BEGIN Exercise passage

I read this book about 9-Aug-2001. I've read this book before. The book is copyright 2000. This note was last modified Saturday, 03-May-2014 08:20:53 PDT.

This is book 8 of the "Jack Ryan" series.

This note contains spoilers for the book.


The Hunt for Red October [order from Amazon.com] Order from Amazon.co.uk
The Sum of all Fears [order from Amazon.com] Order from Amazon.co.uk

I thought The Hunt For Red October was quite a good book. I also enjoyed The Sum of all Fears quite a lot; perhaps more than the book deserved. But how could I dislike a book that allowed the terrorists to blow up the superbowl? (I've always hated American team sports). (Um, sorry for the spoiler, if you haven't already read that one).

I guess that's intended as damning with faint praise. I don't think Tom Clancy is all that good, and I think he's gotten lazy over the years. On the other hand, as you can see, I do buy and read his books sometimes still.

He's already annoying me with universe skew in this one; Jack Ryan and company are making snide Clinton references. Can't be by name, since there was no President Clinton in that timeline, but references to inappropriate activities with interns. I don't have any quarrel with his saying it's inappropriate; it's a legitemate opinion, at least. But it didn't happen in the universe where the characters are discussing it. There's no referent for what they're saying. If it was a big deal, it would have been mentioned in previous books, and it wasn't. So it's just more knee-jerk Clinton bashing. Bah, humbug.

Then there's the reference to China being the last really Marxist country left. Of course in the time-line of these books that might be true by fiat; but nothing has been said of the collapse of Cuba there, for example.

END Exercise passage

- Problems to work on
**1.** Retype the Tom Clancy review word for word, from "He's already annoying" to "bashing. Bah, humbug.".
**2.** Continue the Tom Clancy review from where it stops.

BEGIN Available data

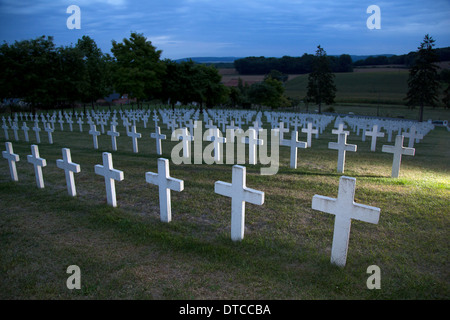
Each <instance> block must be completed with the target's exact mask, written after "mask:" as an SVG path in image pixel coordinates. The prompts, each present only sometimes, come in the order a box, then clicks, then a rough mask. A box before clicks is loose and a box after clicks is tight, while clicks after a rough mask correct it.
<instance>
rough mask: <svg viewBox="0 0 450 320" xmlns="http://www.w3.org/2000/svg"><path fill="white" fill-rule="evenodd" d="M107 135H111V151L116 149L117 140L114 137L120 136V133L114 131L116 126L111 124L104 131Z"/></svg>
mask: <svg viewBox="0 0 450 320" xmlns="http://www.w3.org/2000/svg"><path fill="white" fill-rule="evenodd" d="M106 134H107V135H108V136H111V146H112V149H113V151H117V141H116V137H118V136H120V133H119V132H117V131H116V126H115V125H113V124H111V130H110V131H108V132H107V133H106Z"/></svg>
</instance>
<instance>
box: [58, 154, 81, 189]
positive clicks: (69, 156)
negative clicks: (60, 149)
mask: <svg viewBox="0 0 450 320" xmlns="http://www.w3.org/2000/svg"><path fill="white" fill-rule="evenodd" d="M62 154H63V158H62V160H61V159H58V160H56V166H57V167H58V168H60V169H63V170H64V172H65V174H66V183H67V192H68V193H69V195H70V196H72V197H75V196H76V195H77V189H76V188H75V179H74V178H73V173H74V172H75V173H79V172H80V171H81V169H80V165H79V164H76V163H73V162H72V156H71V155H70V149H67V148H63V149H62Z"/></svg>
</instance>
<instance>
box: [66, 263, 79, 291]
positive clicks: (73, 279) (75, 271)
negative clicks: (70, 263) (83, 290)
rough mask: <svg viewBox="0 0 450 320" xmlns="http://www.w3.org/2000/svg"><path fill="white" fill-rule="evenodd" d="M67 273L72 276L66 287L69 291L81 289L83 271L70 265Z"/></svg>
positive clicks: (75, 265) (73, 265) (67, 283)
mask: <svg viewBox="0 0 450 320" xmlns="http://www.w3.org/2000/svg"><path fill="white" fill-rule="evenodd" d="M66 272H67V273H69V274H71V276H70V277H68V278H67V281H66V286H67V289H70V290H73V289H81V270H80V267H79V266H77V265H70V266H68V267H67V271H66Z"/></svg>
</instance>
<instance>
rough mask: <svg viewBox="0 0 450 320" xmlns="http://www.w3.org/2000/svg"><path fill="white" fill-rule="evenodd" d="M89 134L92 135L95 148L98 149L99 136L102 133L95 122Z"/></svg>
mask: <svg viewBox="0 0 450 320" xmlns="http://www.w3.org/2000/svg"><path fill="white" fill-rule="evenodd" d="M89 134H90V135H92V140H93V143H94V149H98V139H97V137H98V136H99V135H100V131H97V128H96V127H95V124H92V125H91V130H89Z"/></svg>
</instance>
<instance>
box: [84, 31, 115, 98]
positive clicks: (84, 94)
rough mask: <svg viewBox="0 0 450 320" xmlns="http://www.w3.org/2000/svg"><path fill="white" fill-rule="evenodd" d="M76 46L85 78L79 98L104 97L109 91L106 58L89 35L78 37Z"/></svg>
mask: <svg viewBox="0 0 450 320" xmlns="http://www.w3.org/2000/svg"><path fill="white" fill-rule="evenodd" d="M76 48H77V49H78V50H80V51H81V53H82V56H83V61H84V64H85V70H86V73H87V74H86V78H85V81H86V82H85V88H84V90H83V91H82V95H81V100H83V102H90V103H91V104H92V105H93V104H94V101H96V100H97V99H99V98H103V97H105V96H106V95H107V94H108V93H110V92H111V85H112V84H111V79H110V78H111V75H110V68H109V66H110V65H109V63H108V60H109V59H110V57H109V56H108V55H104V54H103V53H102V51H101V49H100V48H98V47H97V44H96V43H95V41H94V40H93V39H92V38H91V37H89V36H83V37H82V38H81V39H78V42H77V44H76Z"/></svg>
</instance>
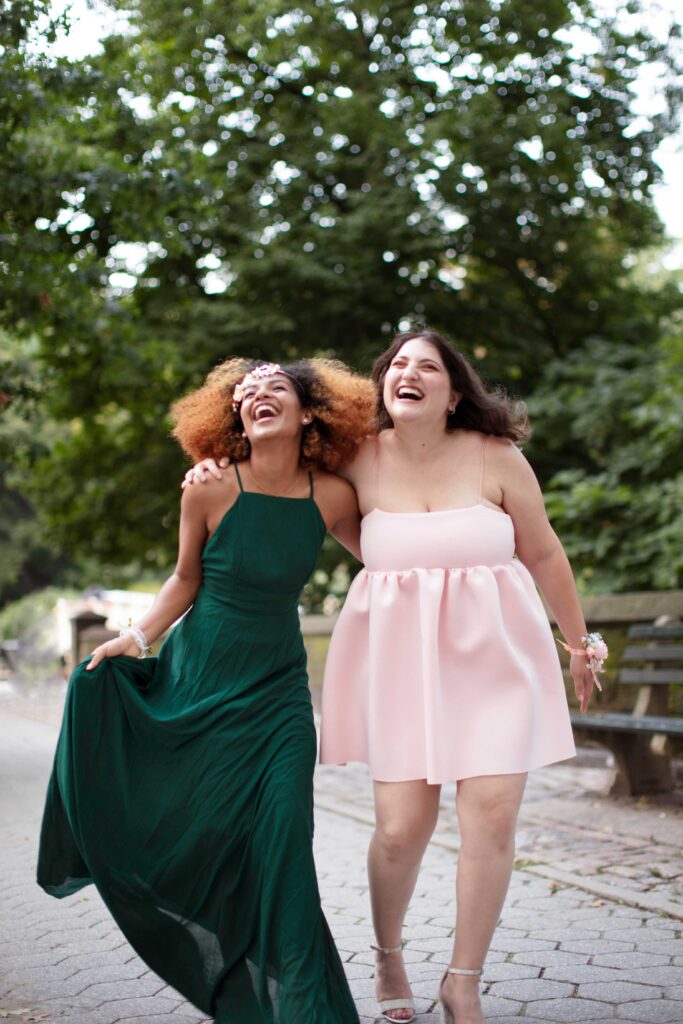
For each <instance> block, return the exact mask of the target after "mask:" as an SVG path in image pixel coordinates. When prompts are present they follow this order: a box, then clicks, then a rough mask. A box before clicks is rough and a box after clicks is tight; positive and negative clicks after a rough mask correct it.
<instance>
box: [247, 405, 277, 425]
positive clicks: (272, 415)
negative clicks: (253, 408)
mask: <svg viewBox="0 0 683 1024" xmlns="http://www.w3.org/2000/svg"><path fill="white" fill-rule="evenodd" d="M273 416H278V410H276V409H275V408H274V406H267V404H263V406H259V407H258V409H257V410H256V411H255V413H254V417H253V419H254V422H255V423H260V422H261V420H271V419H272V418H273Z"/></svg>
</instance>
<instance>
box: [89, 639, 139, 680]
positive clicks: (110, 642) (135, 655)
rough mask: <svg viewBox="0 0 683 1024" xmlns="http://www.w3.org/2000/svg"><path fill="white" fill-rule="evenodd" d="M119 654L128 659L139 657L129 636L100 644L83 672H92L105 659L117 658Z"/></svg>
mask: <svg viewBox="0 0 683 1024" xmlns="http://www.w3.org/2000/svg"><path fill="white" fill-rule="evenodd" d="M120 654H128V655H129V657H139V655H140V648H139V647H138V646H137V644H136V643H135V641H134V639H133V637H132V636H130V635H129V634H124V636H122V637H116V639H114V640H108V641H106V643H100V645H99V647H95V649H94V650H93V652H92V654H91V655H90V662H89V663H88V664H87V665H86V667H85V671H86V672H92V670H93V669H96V668H97V666H98V665H99V663H100V662H103V660H104V658H105V657H118V656H119V655H120Z"/></svg>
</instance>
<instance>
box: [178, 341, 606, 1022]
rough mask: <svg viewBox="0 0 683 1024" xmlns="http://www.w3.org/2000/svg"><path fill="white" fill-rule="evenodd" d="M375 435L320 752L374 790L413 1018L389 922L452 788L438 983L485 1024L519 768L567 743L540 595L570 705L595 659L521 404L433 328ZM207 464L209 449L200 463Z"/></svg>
mask: <svg viewBox="0 0 683 1024" xmlns="http://www.w3.org/2000/svg"><path fill="white" fill-rule="evenodd" d="M373 380H374V383H375V386H376V401H377V422H378V427H379V431H378V433H377V435H376V436H373V437H370V438H369V439H368V440H367V441H366V442H365V443H364V444H362V445H361V446H360V449H359V451H358V454H357V456H356V457H355V458H354V459H353V460H352V461H351V462H350V463H349V464H348V465H346V466H345V467H344V468H343V470H342V473H343V475H344V476H345V477H346V478H347V479H348V480H349V481H350V482H351V483H352V484H353V487H354V488H355V492H356V495H357V499H358V505H359V508H360V513H361V516H362V520H361V524H360V550H361V557H362V561H364V563H365V568H364V569H362V570H361V571H360V572H359V573H358V575H357V577H356V578H355V580H354V581H353V583H352V585H351V588H350V590H349V593H348V595H347V598H346V601H345V604H344V607H343V609H342V611H341V614H340V616H339V621H338V622H337V625H336V627H335V630H334V634H333V637H332V642H331V645H330V651H329V654H328V659H327V666H326V676H325V684H324V689H323V716H322V736H321V760H322V762H323V763H326V764H344V763H346V762H349V761H359V762H365V763H367V764H368V765H369V766H370V770H371V773H372V777H373V779H374V788H375V808H376V827H375V833H374V836H373V839H372V841H371V845H370V851H369V857H368V867H369V878H370V891H371V903H372V911H373V922H374V926H375V935H376V942H377V944H376V945H375V946H374V948H375V949H376V951H377V954H376V969H375V982H376V992H377V998H378V1002H379V1008H380V1012H381V1013H382V1015H383V1016H384V1018H385V1019H386V1020H387V1021H391V1022H395V1024H403V1022H408V1021H412V1020H413V1018H414V1017H415V1004H414V1000H413V997H412V994H411V989H410V985H409V983H408V979H407V976H405V971H404V967H403V962H402V955H401V950H402V939H401V930H402V925H403V920H404V916H405V912H407V910H408V906H409V903H410V899H411V896H412V894H413V890H414V888H415V884H416V881H417V876H418V870H419V867H420V863H421V860H422V856H423V854H424V851H425V848H426V846H427V843H428V842H429V839H430V837H431V835H432V831H433V829H434V826H435V823H436V818H437V814H438V806H439V796H440V787H441V784H442V783H443V782H447V781H456V782H457V805H456V806H457V814H458V819H459V824H460V838H461V846H460V854H459V858H458V870H457V877H456V901H457V930H456V938H455V943H454V948H453V954H452V958H451V965H450V966H449V968H447V970H446V972H445V974H444V975H443V977H442V979H441V983H440V985H439V989H438V1002H439V1007H440V1012H441V1020H442V1021H444V1022H445V1024H453V1022H454V1019H455V1021H456V1022H457V1024H482V1021H483V1017H482V1014H481V1006H480V1001H479V988H478V982H479V977H480V975H481V973H482V966H483V962H484V958H485V955H486V952H487V949H488V946H489V944H490V940H492V937H493V934H494V931H495V928H496V925H497V922H498V920H499V916H500V912H501V908H502V906H503V903H504V900H505V896H506V893H507V889H508V885H509V882H510V876H511V871H512V864H513V859H514V838H515V825H516V819H517V813H518V810H519V805H520V803H521V799H522V795H523V792H524V785H525V781H526V773H527V772H528V771H529V770H530V769H532V768H538V767H541V766H542V765H547V764H551V763H553V762H556V761H561V760H564V759H565V758H570V757H572V756H573V754H574V753H575V752H574V745H573V739H572V734H571V726H570V722H569V716H568V709H567V703H566V698H565V692H564V684H563V679H562V673H561V670H560V664H559V659H558V656H557V649H556V646H555V643H554V641H553V637H552V633H551V630H550V626H549V623H548V617H547V615H546V612H545V610H544V607H543V604H542V602H541V599H540V597H539V594H538V592H537V587H539V589H540V590H541V591H542V592H543V593H544V595H545V597H546V599H547V601H548V604H549V605H550V607H551V609H552V611H553V613H554V615H555V618H556V621H557V623H558V625H559V627H560V629H561V630H562V632H563V634H564V637H565V639H566V647H567V649H568V650H570V652H571V659H570V672H571V676H572V679H573V685H574V690H575V693H577V696H578V698H579V700H580V703H581V709H582V711H585V710H586V709H587V707H588V702H589V699H590V696H591V692H592V689H593V683H594V679H595V678H596V677H595V674H594V673H595V670H597V669H599V667H600V659H599V657H598V656H597V655H596V654H595V651H594V648H593V647H592V646H591V644H590V642H589V641H590V640H592V639H593V637H594V635H590V636H589V635H587V633H586V623H585V621H584V616H583V612H582V609H581V605H580V603H579V598H578V595H577V588H575V586H574V582H573V577H572V573H571V569H570V566H569V563H568V561H567V558H566V555H565V554H564V551H563V549H562V546H561V544H560V542H559V540H558V539H557V537H556V535H555V532H554V531H553V529H552V527H551V525H550V523H549V521H548V517H547V515H546V510H545V505H544V501H543V496H542V494H541V489H540V487H539V484H538V481H537V479H536V476H535V475H533V472H532V470H531V468H530V466H529V465H528V463H527V462H526V460H525V459H524V457H523V455H522V454H521V452H520V450H519V447H518V444H519V442H521V441H522V440H523V439H524V438H525V437H526V436H527V429H528V428H527V424H526V416H525V410H524V407H523V404H521V403H515V402H513V401H511V400H510V399H509V398H508V397H507V396H506V395H505V393H504V392H503V391H502V390H488V389H487V388H486V387H485V386H484V385H483V383H482V381H481V380H480V378H479V377H478V375H477V374H476V373H475V371H474V370H473V369H472V367H471V366H470V365H469V362H468V361H467V359H466V358H465V357H464V356H463V354H462V353H461V352H459V351H458V350H457V349H455V348H454V347H453V346H452V345H451V344H450V343H449V342H447V341H445V339H444V338H442V337H441V336H440V335H438V334H436V333H435V332H434V331H430V330H427V329H424V330H418V331H413V332H407V333H401V334H398V335H396V337H395V338H394V340H393V341H392V343H391V345H390V346H389V348H388V349H387V350H386V351H385V352H383V353H382V354H381V355H380V356H379V358H378V359H377V361H376V362H375V367H374V370H373ZM206 469H208V470H210V471H211V472H212V473H218V472H219V470H218V469H217V467H216V466H215V464H214V463H213V462H212V461H211V460H209V461H208V462H205V464H204V466H203V467H202V468H200V471H199V473H198V474H197V475H198V478H199V479H202V478H204V477H205V475H206V473H205V470H206Z"/></svg>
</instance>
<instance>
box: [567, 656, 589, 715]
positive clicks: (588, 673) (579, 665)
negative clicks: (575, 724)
mask: <svg viewBox="0 0 683 1024" xmlns="http://www.w3.org/2000/svg"><path fill="white" fill-rule="evenodd" d="M569 672H570V673H571V678H572V679H573V691H574V693H575V694H577V699H578V700H579V707H580V711H581V712H582V713H583V712H585V711H587V710H588V705H589V701H590V699H591V694H592V693H593V687H594V685H595V682H594V679H593V673H592V671H591V668H590V666H589V664H588V658H587V657H585V656H584V655H583V654H572V655H571V657H570V659H569Z"/></svg>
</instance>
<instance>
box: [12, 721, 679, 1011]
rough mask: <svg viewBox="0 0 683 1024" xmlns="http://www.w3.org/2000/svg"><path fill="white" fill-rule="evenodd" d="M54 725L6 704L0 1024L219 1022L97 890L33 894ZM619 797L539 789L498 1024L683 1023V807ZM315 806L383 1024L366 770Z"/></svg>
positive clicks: (522, 877)
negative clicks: (38, 842) (681, 855)
mask: <svg viewBox="0 0 683 1024" xmlns="http://www.w3.org/2000/svg"><path fill="white" fill-rule="evenodd" d="M54 721H55V715H54V710H52V711H50V709H49V708H48V710H47V711H45V708H44V707H43V706H40V707H38V706H34V707H28V706H25V707H22V706H17V705H16V703H15V702H13V703H12V702H10V701H4V703H3V705H0V777H1V778H2V785H1V787H0V820H1V821H2V826H3V827H2V845H1V847H0V886H1V887H2V899H1V900H0V1020H3V1019H6V1020H8V1021H10V1022H11V1021H15V1022H29V1021H42V1022H57V1021H58V1022H65V1024H172V1022H177V1024H199V1022H201V1021H204V1020H206V1018H203V1017H202V1015H201V1014H199V1013H198V1012H197V1010H195V1009H194V1008H193V1007H190V1006H189V1005H187V1004H186V1002H184V1001H183V1000H182V999H181V997H180V996H179V995H178V994H177V993H176V992H174V991H173V990H172V989H171V988H169V986H167V985H165V984H164V983H163V982H162V981H160V980H159V979H158V978H157V977H156V975H154V974H153V973H152V972H151V971H148V970H147V969H146V967H145V966H144V964H142V963H141V962H140V961H139V959H138V958H137V957H136V956H135V954H134V953H133V951H132V949H131V948H130V947H129V946H128V944H127V943H126V941H125V939H124V938H123V937H122V935H121V934H120V932H119V931H118V929H117V928H116V926H115V925H114V923H113V922H112V920H111V919H110V916H109V914H108V912H106V910H105V908H104V907H103V905H102V903H101V901H100V900H99V897H98V896H97V894H96V892H95V891H94V889H93V888H92V887H90V888H89V889H86V890H83V891H82V892H81V893H78V894H76V895H75V896H72V897H70V898H68V899H66V900H61V901H57V900H53V899H50V898H49V897H48V896H46V895H45V894H43V893H42V891H41V890H39V889H38V887H37V886H36V885H35V882H34V872H35V851H36V831H37V827H38V822H39V817H40V813H41V805H42V798H43V792H44V786H45V782H46V778H47V774H48V772H49V767H50V763H51V757H52V751H53V748H54V742H55V738H56V731H55V724H54ZM605 783H606V775H605V771H604V769H600V768H589V767H586V768H567V767H556V768H550V769H544V770H543V771H540V772H537V773H535V774H533V776H532V779H531V781H530V783H529V786H528V793H527V798H526V800H525V803H524V807H523V811H522V817H521V826H520V837H519V839H520V842H519V850H518V869H517V870H516V871H515V873H514V877H513V882H512V885H511V889H510V894H509V898H508V901H507V903H506V907H505V910H504V913H503V918H502V922H501V925H500V927H499V929H498V931H497V934H496V937H495V939H494V943H493V948H492V950H490V953H489V955H488V958H487V962H486V967H485V972H484V993H485V994H484V1006H485V1013H486V1019H487V1022H488V1024H504V1022H507V1024H511V1022H513V1021H515V1020H520V1019H522V1020H524V1021H525V1024H531V1022H536V1024H546V1022H573V1021H580V1022H585V1024H597V1022H601V1024H602V1022H604V1021H612V1020H618V1021H625V1022H631V1024H668V1022H670V1024H683V895H682V893H681V888H680V878H681V874H682V873H683V859H682V858H681V853H680V849H681V846H682V845H683V842H682V840H683V811H682V809H681V807H680V806H679V805H678V804H677V803H676V802H670V803H666V804H665V803H661V804H652V803H649V802H640V803H636V802H633V801H631V802H629V801H620V802H614V801H613V800H608V799H605V798H604V797H603V796H602V795H601V790H602V788H603V787H604V785H605ZM316 800H317V811H316V841H315V850H316V857H317V862H318V867H319V878H321V889H322V893H323V900H324V905H325V909H326V913H327V915H328V920H329V922H330V925H331V928H332V930H333V933H334V935H335V938H336V940H337V943H338V946H339V948H340V951H341V953H342V956H343V959H344V963H345V965H346V969H347V972H348V976H349V980H350V983H351V987H352V990H353V994H354V996H355V999H356V1001H357V1006H358V1010H359V1013H360V1015H361V1020H362V1022H364V1024H370V1022H372V1021H374V1020H376V1017H375V1004H374V998H373V982H372V959H373V957H372V954H371V951H370V949H369V944H370V942H371V941H372V934H371V926H370V911H369V905H368V891H367V883H366V878H365V854H366V849H367V845H368V840H369V837H370V824H369V822H370V821H371V813H372V808H371V804H370V782H369V780H368V777H367V771H366V769H365V768H361V767H359V766H349V767H348V768H346V769H332V768H325V769H321V770H318V772H317V776H316ZM452 800H453V791H452V787H444V794H443V804H444V809H443V813H442V815H441V820H440V822H439V828H438V831H437V835H436V837H435V842H434V843H432V845H431V846H430V848H429V850H428V852H427V855H426V857H425V862H424V866H423V870H422V872H421V876H420V881H419V887H418V891H417V892H416V896H415V899H414V901H413V905H412V908H411V911H410V915H409V920H408V923H407V929H405V936H407V938H408V940H409V943H408V946H407V950H405V958H407V961H408V963H409V965H410V967H409V970H410V974H411V978H412V980H413V983H414V989H415V994H416V997H417V1001H418V1009H419V1010H420V1011H421V1016H420V1018H419V1024H436V1020H437V1016H436V1014H435V1013H434V1012H433V999H434V994H435V991H436V988H437V985H438V979H439V977H440V975H441V972H442V970H443V966H444V965H445V964H446V963H447V959H449V956H450V950H451V944H452V936H453V915H454V906H453V888H454V887H453V879H454V866H455V859H456V854H455V851H456V850H457V837H456V835H455V824H454V818H455V815H454V813H453V810H452ZM240 1024H251V1022H249V1021H245V1022H240Z"/></svg>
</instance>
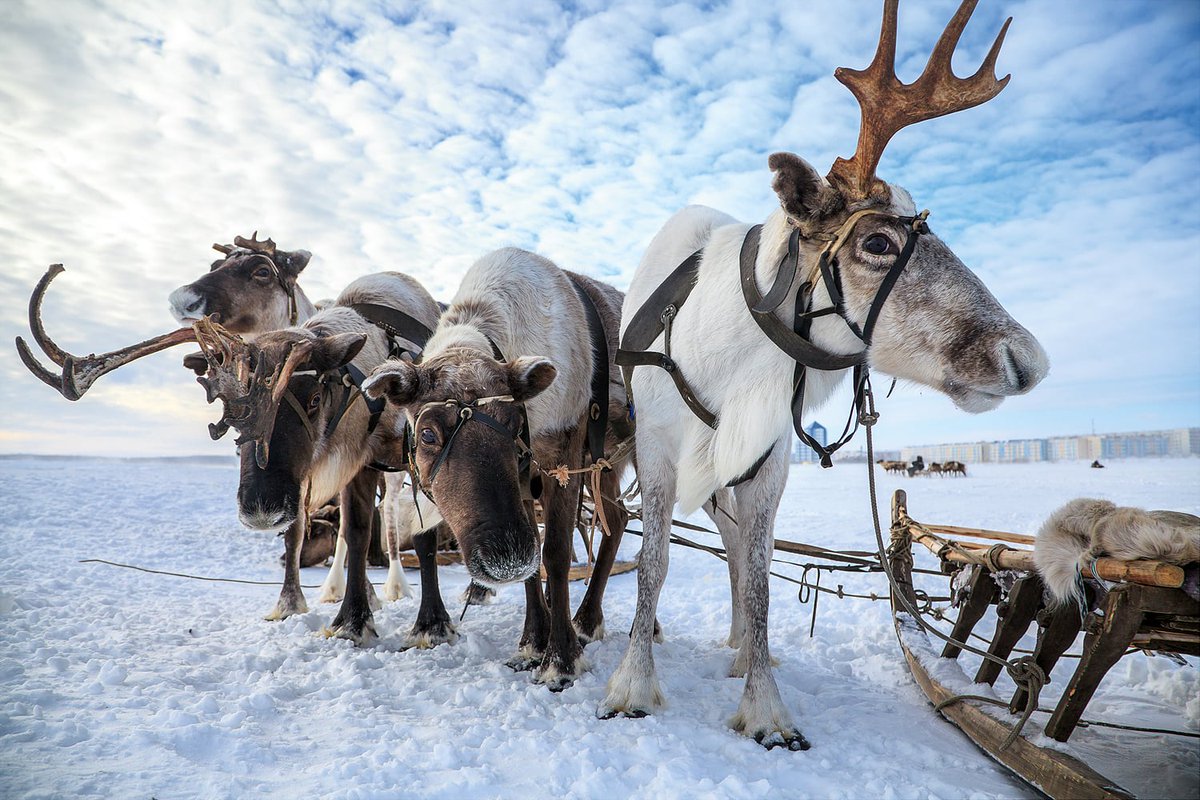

END Available data

- Answers to the problems
**1.**
He's already annoying me with universe skew in this one; Jack Ryan and company are making snide Clinton references. Can't be by name, since there was no President Clinton in that timeline, but references to inappropriate activities with interns. I don't have any quarrel with his saying it's inappropriate; it's a legitemate opinion, at least. But it didn't happen in the universe where the characters are discussing it. There's no referent for what they're saying. If it was a big deal, it would have been mentioned in previous books, and it wasn't. So it's just more knee-jerk Clinton bashing. Bah, humbug.

**2.**
I differ with his position on abortion, and find his heavy-handed propagandizing insulting and narrow. But that's pretty much to be expected, eh? And I won't absolutely swear I think Clancy shares Ryan's position. Ryan's wife is specifically said to not entirely agree with her husband here. The presentation, overall, feels heavy-handed with True Belief, but that one detail casts doubt on my interpretation.

Now, on to something I really understand—the clever scheme by which the internal notes from the Chinese Politburo get back to the CIA. At least one thing is stupidly wrong. The program is set up to transmit via dial-up modem only when the system has been idle for a while and while the system is in power-save shutdown. This is blatant idiocy; it means unexplainable outbound calls from one of the computers in a highly-sensitive installation. In fact there's an event when a janitor pointedly doesn't notice that the modem is on and the computer is doing stuff late at night.

What they should have done is had the computer package up the information during down-time, surely, but transmit it only when the normal user of the computer has it dialed in. This will prevent unexplained phone calls; it will take a more sophisticated level of monitoring to detect (they'd have to be monitoring individual packet destinations, instead of just phone calls). Since the modem is internal, there's no real chance that somebody will notice that the outbound traffic is excessive. And normal web browsing is nearly all inbound traffic, so it won't interfere with that even without special attempts to take second place.

Of course, having the secratary to a Politburo member using the same computer she keeps highly secret documents on to do dial-up web browsing is insane in the first place.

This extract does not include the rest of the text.